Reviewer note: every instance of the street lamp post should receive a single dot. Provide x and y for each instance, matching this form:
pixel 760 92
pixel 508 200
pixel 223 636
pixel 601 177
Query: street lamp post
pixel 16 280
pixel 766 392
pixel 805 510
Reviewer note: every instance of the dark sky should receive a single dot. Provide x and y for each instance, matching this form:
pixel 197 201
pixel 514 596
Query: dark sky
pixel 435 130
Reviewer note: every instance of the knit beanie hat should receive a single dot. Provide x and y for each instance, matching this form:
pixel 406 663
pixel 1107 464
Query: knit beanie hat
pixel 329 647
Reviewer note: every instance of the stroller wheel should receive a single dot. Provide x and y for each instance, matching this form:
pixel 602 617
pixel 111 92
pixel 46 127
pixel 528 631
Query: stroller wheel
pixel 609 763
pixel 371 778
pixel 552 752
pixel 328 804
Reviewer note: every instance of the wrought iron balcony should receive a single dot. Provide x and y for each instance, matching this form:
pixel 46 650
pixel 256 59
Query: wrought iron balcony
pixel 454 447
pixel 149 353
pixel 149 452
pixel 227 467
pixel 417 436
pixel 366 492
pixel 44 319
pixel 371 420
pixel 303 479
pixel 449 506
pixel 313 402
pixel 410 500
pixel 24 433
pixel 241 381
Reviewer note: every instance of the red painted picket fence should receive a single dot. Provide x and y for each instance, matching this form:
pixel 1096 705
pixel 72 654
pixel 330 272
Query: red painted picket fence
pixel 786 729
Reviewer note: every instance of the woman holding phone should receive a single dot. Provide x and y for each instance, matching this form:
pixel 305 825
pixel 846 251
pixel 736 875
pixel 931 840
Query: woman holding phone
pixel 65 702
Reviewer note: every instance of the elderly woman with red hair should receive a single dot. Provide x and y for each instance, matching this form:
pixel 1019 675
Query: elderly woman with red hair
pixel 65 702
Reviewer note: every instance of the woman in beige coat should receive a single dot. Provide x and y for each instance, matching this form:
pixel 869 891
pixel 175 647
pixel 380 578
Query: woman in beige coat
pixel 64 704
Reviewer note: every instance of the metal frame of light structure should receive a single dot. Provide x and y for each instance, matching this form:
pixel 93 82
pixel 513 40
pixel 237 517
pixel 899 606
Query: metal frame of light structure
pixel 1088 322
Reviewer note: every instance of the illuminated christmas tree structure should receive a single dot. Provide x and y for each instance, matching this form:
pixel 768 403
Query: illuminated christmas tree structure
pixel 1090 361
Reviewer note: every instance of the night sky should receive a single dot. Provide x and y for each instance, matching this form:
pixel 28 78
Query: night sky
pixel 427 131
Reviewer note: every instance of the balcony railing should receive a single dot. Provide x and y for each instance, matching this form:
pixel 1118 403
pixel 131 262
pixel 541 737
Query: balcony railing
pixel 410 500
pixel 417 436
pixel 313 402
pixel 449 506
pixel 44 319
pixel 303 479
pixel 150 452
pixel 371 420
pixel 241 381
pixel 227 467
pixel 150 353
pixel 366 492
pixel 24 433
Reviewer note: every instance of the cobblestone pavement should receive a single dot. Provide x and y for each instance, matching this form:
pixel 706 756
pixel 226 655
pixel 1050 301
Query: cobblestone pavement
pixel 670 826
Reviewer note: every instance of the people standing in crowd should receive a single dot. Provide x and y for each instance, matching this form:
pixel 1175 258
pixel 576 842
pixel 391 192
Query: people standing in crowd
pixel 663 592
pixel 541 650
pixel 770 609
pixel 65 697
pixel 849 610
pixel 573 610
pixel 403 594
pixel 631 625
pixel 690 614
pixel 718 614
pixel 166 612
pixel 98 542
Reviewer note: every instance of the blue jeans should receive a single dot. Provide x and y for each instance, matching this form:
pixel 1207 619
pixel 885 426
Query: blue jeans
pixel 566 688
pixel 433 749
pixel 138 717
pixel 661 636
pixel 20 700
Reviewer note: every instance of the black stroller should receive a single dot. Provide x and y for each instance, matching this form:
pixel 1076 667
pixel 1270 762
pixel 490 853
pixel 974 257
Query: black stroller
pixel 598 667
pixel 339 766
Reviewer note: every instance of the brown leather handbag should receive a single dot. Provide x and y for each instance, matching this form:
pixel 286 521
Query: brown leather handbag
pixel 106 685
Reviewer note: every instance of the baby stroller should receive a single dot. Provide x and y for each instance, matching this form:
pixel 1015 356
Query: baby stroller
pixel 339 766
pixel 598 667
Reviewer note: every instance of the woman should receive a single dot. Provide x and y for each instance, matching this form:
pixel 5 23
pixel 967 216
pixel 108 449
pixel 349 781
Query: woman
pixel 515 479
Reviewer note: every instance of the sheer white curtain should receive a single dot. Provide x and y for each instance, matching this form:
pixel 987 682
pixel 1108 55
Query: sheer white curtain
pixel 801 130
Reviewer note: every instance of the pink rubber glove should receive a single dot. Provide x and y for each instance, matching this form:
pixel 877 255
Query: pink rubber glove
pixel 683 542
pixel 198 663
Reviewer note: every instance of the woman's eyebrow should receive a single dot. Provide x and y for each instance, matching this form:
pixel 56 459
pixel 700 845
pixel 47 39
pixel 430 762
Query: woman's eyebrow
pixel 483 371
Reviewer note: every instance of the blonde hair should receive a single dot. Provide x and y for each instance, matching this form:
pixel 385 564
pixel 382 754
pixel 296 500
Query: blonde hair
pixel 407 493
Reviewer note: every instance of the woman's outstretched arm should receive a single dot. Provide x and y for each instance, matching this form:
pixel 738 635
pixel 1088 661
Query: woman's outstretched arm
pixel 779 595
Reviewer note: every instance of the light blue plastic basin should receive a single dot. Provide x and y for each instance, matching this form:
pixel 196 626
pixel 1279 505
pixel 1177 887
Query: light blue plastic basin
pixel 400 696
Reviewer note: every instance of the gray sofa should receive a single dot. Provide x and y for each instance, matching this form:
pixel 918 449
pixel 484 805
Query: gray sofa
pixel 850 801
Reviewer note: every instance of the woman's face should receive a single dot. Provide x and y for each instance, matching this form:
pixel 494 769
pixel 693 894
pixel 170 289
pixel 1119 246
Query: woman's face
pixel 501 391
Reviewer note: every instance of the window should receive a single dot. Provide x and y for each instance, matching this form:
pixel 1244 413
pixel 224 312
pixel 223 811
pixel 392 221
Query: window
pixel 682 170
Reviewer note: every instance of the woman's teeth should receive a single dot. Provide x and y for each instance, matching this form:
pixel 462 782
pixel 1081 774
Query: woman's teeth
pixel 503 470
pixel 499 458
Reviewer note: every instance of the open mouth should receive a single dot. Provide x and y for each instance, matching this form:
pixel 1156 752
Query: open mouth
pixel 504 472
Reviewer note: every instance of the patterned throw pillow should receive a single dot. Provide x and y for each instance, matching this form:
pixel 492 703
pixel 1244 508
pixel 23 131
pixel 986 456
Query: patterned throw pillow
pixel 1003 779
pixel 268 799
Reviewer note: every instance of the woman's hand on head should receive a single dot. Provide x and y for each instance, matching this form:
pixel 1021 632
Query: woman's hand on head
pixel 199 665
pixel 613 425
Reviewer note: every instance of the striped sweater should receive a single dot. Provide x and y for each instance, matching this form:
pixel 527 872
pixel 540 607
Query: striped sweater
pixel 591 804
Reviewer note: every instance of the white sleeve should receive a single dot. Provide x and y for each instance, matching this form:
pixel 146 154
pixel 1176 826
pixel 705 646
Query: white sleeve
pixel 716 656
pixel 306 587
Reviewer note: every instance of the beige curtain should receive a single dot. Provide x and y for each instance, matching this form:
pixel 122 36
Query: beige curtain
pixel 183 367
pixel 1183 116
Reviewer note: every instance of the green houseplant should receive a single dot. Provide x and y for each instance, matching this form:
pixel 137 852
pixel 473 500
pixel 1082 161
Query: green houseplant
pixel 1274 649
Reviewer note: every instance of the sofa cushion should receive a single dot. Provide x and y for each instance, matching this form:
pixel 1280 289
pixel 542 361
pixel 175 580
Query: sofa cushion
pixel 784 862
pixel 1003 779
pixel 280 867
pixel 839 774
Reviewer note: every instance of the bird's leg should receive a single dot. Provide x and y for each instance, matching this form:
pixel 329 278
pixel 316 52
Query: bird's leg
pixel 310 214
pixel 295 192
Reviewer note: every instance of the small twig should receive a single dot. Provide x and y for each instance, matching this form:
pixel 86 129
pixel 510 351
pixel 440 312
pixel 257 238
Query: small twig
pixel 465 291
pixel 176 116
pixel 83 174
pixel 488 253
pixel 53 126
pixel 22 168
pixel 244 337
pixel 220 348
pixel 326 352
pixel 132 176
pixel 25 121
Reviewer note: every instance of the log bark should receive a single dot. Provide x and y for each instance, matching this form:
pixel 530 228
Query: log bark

• What is required
Copy out the records word for word, from the line with "Reviewer note: every instance of the night" up to and including the line with "pixel 98 542".

• Completed exercise
Reviewer note: every instance of the night sky should receive a single dot. Provide x and y for each instance, matching this form:
pixel 28 78
Query: night sky
pixel 427 131
Reviewer note: every instance of the balcony railing should receive a single dot. Provide x and y for each instance, matching this form:
pixel 1118 403
pixel 131 262
pixel 541 737
Query: balcony railing
pixel 410 500
pixel 417 436
pixel 313 402
pixel 449 506
pixel 44 319
pixel 303 479
pixel 150 452
pixel 371 420
pixel 241 381
pixel 227 467
pixel 150 353
pixel 366 492
pixel 24 433
Reviewer note: every instance of the cobblestone pavement should receive a single dot. Provide x and y for each instance, matching this form:
pixel 706 756
pixel 226 655
pixel 1050 301
Query: cobblestone pavement
pixel 670 826
Reviewer note: every instance of the people standing in crowd should receive a single dot. Provide x and y for each instance, matching this form:
pixel 1175 258
pixel 576 842
pixel 391 192
Query: people standing in crowd
pixel 663 592
pixel 541 650
pixel 770 609
pixel 65 697
pixel 849 610
pixel 573 610
pixel 403 594
pixel 631 625
pixel 690 614
pixel 718 614
pixel 166 612
pixel 98 542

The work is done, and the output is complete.